Tasks and exercises:
1. According to the trust case extract, on what date did Masterton Ure grant the disposition of the lands to the second party?
2. Rewrite the trust case extract starting with "accordingly Masterton Ure, as" and going on through "(Scotland) Act 1874.", and swap "infeft" for "seised".

Document extract:
[START]

The trustees carried on the trust under this deed, and sold certain of the lands conveyed to them, until 1856, when Sir Frederic Johnstone, the second party, who was grandson of the late Sir John Lowther Johnstone, with consent of his curator, raised an action of declarator, implement, count, reckoning, and payment against Masterton Ure, the surviving trustee, concluding, inter alia, that upon receiving a discharge from him and his curator he was bound to convey and dispone generally the whole heritable estates and property in Scotland then remaining vested in him under the trust-disposition to and in favour of the second party, as having right thereto under a disposition and settlement of his grandfather, dated 5th April 1810, and to the heirs substituted to him in that disposition. The parties were ordained by the Court to execute the necessary deeds for closing the trust, and

Page: 437

accordingly Masterton Ure, as sole surviving trustee, upon 16th March 1860 granted a disposition of, inter alia, the lands which formed the subject of the present case to the second party. Sir Frederic Johnstone was then infeft in these lands, this disposition being recorded in the Register of Sasines 27th September 1860, and was so infeft at the passing of the Conveyancing (Scotland) Act 1874.

[END]

Stored data:
[START]

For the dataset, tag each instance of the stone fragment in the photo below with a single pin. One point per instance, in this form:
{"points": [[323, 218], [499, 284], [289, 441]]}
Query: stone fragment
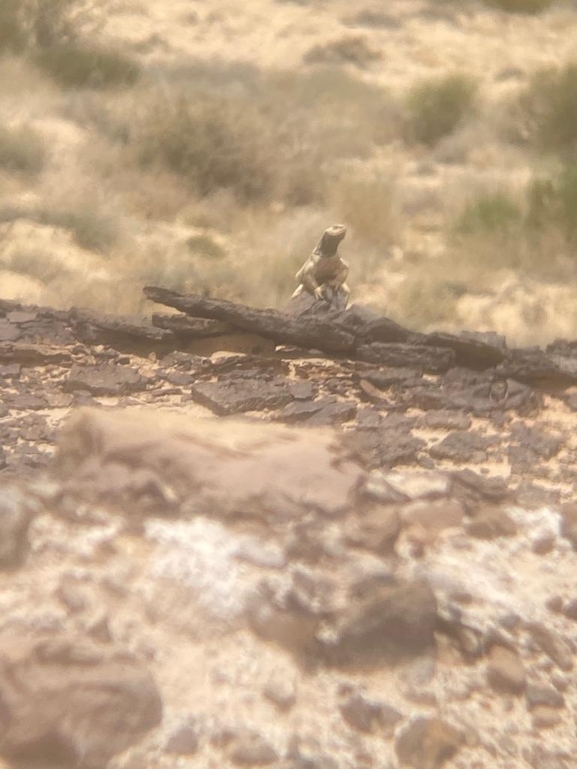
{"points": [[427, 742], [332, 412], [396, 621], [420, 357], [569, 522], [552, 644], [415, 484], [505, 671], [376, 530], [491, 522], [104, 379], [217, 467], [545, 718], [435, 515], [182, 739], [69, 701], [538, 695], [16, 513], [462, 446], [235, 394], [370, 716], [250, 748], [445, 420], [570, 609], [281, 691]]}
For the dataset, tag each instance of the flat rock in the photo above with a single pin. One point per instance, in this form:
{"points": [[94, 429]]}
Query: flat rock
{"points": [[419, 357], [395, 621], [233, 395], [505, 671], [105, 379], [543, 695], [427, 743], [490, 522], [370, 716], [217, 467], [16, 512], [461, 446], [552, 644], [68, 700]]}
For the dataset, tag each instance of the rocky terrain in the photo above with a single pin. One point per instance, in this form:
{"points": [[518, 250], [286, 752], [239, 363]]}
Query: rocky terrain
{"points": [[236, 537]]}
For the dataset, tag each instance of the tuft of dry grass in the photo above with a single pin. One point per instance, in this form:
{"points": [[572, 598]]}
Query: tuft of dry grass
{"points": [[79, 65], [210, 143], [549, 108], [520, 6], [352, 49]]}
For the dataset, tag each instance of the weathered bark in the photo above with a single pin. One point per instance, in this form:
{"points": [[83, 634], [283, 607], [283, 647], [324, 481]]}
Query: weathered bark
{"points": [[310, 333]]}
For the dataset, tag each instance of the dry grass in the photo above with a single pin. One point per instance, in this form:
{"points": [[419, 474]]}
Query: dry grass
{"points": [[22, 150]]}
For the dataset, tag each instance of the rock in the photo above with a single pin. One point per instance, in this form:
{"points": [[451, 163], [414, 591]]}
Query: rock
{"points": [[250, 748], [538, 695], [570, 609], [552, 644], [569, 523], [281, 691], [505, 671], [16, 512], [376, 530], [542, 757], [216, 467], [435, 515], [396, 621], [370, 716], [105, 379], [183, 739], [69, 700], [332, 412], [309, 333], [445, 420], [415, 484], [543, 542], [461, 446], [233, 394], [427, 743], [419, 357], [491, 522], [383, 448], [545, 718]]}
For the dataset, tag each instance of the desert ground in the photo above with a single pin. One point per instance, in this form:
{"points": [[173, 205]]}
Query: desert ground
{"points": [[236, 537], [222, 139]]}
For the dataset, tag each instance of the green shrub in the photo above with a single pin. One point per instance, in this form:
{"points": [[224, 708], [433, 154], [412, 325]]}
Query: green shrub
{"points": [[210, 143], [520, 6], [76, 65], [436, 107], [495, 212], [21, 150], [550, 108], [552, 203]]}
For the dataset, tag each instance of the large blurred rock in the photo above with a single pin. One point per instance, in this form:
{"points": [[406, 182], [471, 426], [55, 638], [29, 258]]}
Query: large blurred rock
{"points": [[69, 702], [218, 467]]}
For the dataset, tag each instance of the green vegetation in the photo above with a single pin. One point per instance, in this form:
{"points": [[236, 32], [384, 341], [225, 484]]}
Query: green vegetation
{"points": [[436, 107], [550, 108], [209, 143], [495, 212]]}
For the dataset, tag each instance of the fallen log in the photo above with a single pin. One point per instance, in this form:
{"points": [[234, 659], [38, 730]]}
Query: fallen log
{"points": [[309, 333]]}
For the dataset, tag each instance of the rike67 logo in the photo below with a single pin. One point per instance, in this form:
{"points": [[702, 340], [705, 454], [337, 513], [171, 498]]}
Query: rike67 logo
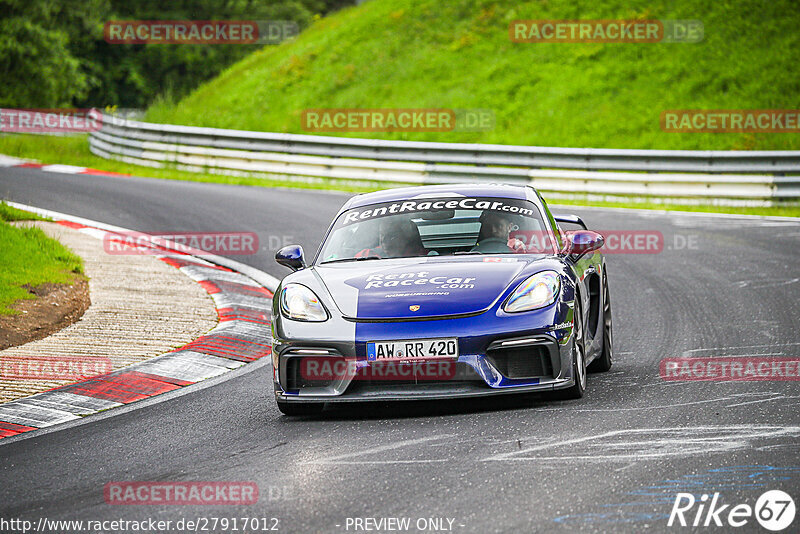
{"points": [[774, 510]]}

[END]

Expected answers:
1. 16th March 1860

2.
accordingly Masterton Ure, as sole surviving trustee, upon 16th March 1860 granted a disposition of, inter alia, the lands which formed the subject of the present case to the second party. Sir Frederic Johnstone was then seised in these lands, this disposition being recorded in the Register of Sasines 27th September 1860, and was so seised at the passing of the Conveyancing (Scotland) Act 1874.